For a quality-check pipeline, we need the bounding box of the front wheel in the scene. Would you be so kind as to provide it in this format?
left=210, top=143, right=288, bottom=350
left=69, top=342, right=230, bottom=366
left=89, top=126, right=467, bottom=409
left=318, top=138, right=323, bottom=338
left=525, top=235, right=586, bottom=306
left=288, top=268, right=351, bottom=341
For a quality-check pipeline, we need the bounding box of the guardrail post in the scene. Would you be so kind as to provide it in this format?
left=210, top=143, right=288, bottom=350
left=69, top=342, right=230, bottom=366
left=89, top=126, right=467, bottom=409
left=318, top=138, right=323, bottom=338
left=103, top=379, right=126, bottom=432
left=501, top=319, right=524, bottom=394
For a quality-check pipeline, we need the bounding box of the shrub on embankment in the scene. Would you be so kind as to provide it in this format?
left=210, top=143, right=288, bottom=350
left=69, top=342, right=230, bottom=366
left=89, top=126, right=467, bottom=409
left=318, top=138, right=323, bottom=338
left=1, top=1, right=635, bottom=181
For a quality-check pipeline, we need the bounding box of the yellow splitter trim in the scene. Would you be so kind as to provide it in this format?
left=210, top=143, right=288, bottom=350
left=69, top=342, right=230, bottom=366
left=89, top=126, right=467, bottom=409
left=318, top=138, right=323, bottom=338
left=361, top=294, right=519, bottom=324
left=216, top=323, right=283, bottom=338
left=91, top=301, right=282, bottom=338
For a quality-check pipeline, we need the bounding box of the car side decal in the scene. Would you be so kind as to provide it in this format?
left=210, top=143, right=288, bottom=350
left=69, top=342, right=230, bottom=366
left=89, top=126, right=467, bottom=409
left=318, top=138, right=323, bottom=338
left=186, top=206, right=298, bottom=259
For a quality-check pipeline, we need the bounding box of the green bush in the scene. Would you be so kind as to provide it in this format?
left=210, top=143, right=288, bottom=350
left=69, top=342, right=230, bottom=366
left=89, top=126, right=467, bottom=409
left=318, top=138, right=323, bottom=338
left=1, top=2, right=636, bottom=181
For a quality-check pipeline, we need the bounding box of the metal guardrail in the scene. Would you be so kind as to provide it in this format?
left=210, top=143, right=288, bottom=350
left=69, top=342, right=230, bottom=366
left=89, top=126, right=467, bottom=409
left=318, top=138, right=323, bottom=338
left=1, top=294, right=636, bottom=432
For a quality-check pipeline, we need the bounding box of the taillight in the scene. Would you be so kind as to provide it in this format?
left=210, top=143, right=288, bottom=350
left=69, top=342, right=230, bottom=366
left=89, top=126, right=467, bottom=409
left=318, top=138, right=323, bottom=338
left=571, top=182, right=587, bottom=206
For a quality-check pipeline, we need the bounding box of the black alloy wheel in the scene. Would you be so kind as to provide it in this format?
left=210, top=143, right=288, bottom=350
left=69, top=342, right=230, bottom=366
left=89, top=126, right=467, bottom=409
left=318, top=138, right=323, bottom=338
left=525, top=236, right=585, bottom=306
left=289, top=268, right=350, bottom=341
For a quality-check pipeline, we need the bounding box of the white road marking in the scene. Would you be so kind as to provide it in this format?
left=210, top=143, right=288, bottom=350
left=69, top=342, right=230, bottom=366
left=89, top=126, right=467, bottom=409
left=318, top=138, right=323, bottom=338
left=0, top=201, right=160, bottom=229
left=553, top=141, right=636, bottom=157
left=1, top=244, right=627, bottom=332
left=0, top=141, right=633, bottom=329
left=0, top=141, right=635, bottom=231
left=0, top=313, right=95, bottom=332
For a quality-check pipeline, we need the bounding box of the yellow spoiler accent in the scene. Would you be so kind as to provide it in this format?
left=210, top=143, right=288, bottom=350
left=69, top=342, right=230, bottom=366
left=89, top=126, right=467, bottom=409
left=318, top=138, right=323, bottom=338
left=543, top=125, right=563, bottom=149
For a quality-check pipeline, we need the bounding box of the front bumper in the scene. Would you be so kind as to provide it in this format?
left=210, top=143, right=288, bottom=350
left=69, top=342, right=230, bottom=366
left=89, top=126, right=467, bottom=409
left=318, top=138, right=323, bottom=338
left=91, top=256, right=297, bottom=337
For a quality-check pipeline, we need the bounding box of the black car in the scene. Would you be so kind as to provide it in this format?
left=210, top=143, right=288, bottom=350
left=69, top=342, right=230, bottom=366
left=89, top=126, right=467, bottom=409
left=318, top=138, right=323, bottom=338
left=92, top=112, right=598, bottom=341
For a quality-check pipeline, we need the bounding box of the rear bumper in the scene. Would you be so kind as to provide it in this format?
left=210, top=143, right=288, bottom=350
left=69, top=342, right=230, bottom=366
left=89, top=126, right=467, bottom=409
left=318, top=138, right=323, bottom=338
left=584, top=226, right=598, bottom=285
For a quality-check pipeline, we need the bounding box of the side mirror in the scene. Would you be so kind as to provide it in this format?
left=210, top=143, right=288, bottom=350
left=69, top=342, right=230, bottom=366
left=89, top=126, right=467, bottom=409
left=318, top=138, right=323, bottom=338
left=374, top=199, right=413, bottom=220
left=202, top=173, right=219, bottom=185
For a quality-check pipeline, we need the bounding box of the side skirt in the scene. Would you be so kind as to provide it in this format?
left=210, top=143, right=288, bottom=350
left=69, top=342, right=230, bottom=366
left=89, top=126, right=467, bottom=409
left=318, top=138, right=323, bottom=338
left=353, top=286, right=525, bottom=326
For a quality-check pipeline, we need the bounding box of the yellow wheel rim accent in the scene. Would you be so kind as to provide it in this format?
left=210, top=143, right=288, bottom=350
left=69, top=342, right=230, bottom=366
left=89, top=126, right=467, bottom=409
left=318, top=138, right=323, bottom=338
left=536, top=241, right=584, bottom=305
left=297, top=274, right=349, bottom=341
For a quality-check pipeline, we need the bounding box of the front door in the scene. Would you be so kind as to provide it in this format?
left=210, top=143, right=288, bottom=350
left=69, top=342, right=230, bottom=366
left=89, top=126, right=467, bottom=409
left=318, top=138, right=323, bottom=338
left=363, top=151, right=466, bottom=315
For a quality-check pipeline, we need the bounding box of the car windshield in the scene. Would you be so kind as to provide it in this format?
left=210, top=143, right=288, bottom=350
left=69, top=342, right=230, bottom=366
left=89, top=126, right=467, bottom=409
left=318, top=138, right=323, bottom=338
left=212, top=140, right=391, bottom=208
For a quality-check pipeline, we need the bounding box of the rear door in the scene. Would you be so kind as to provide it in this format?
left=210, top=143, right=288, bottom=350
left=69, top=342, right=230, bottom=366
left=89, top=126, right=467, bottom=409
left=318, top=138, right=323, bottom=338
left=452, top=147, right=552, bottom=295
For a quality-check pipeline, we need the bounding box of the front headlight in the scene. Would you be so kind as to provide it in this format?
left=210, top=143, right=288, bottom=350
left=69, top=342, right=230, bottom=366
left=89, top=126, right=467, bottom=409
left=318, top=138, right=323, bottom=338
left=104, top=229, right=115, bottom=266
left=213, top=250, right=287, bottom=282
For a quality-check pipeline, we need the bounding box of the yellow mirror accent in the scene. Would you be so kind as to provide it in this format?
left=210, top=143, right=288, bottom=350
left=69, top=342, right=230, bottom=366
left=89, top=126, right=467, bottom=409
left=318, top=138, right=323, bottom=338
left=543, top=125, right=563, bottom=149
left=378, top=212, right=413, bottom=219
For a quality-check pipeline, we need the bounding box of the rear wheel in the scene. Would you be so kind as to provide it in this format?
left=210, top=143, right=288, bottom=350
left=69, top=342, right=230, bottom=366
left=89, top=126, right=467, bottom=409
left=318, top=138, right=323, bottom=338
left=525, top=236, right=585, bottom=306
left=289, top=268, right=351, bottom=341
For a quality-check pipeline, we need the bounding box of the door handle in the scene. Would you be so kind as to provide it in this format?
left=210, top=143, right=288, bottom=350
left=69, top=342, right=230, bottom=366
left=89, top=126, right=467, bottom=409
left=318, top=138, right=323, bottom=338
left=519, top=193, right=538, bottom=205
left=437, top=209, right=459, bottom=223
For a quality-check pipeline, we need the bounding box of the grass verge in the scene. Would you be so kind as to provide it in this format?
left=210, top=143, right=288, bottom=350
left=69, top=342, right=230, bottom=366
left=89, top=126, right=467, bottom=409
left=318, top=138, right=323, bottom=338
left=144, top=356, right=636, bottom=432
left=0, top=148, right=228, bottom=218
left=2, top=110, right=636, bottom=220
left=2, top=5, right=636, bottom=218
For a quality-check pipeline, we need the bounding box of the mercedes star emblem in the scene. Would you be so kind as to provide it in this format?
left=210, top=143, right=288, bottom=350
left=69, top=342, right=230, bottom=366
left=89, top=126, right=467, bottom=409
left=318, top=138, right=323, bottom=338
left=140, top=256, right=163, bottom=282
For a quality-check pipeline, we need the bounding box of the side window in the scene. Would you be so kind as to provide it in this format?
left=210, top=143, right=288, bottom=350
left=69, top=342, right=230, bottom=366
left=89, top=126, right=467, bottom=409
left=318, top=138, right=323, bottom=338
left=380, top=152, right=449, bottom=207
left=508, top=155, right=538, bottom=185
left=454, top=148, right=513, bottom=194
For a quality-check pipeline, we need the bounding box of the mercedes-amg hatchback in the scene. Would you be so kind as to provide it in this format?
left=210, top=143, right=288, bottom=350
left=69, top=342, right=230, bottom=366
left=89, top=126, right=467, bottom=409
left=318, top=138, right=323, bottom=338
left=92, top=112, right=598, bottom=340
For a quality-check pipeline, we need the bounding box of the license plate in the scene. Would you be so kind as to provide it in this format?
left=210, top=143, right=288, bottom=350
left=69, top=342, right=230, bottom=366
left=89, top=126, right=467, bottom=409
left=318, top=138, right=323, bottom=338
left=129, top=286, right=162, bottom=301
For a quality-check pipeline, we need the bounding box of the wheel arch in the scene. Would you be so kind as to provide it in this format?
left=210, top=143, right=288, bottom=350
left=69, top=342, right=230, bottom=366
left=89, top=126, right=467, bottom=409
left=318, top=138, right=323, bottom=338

What needs to be done: Output each line of the records above exactly, beginning at the first, and stop once the line containing "the car side" has been output.

Finished task:
For a quality-check pipeline, we need the bounding box of the front wheel in the scene. Would you be so kind as to provide it in this format?
left=210, top=143, right=288, bottom=350
left=69, top=342, right=230, bottom=366
left=89, top=126, right=467, bottom=409
left=318, top=138, right=323, bottom=338
left=525, top=235, right=586, bottom=306
left=288, top=268, right=351, bottom=341
For a quality-check pipeline, we need the bounding box of the guardrail post in the scene. Would you be so kind as to provide it in this format?
left=210, top=143, right=288, bottom=350
left=69, top=342, right=230, bottom=366
left=89, top=126, right=467, bottom=409
left=318, top=138, right=323, bottom=338
left=103, top=379, right=126, bottom=432
left=501, top=319, right=524, bottom=394
For a quality-check pipeline, we need the bounding box of the shrub on embankment in the scene. Would you be so kind as to provide it in this format?
left=210, top=143, right=288, bottom=350
left=69, top=342, right=230, bottom=366
left=89, top=126, right=467, bottom=409
left=318, top=138, right=323, bottom=338
left=1, top=1, right=635, bottom=181
For a quality-check pipeline, we need the bounding box of the yellow splitter trim in the scene. Would you be so kind as to provide it in this format?
left=210, top=143, right=288, bottom=350
left=69, top=342, right=230, bottom=366
left=89, top=126, right=467, bottom=409
left=318, top=138, right=323, bottom=338
left=361, top=294, right=519, bottom=324
left=216, top=323, right=283, bottom=338
left=91, top=301, right=282, bottom=338
For a quality-check pipeline, we need the bounding box of the car side decal in the scene. Would you be so kind as to provide it in this format?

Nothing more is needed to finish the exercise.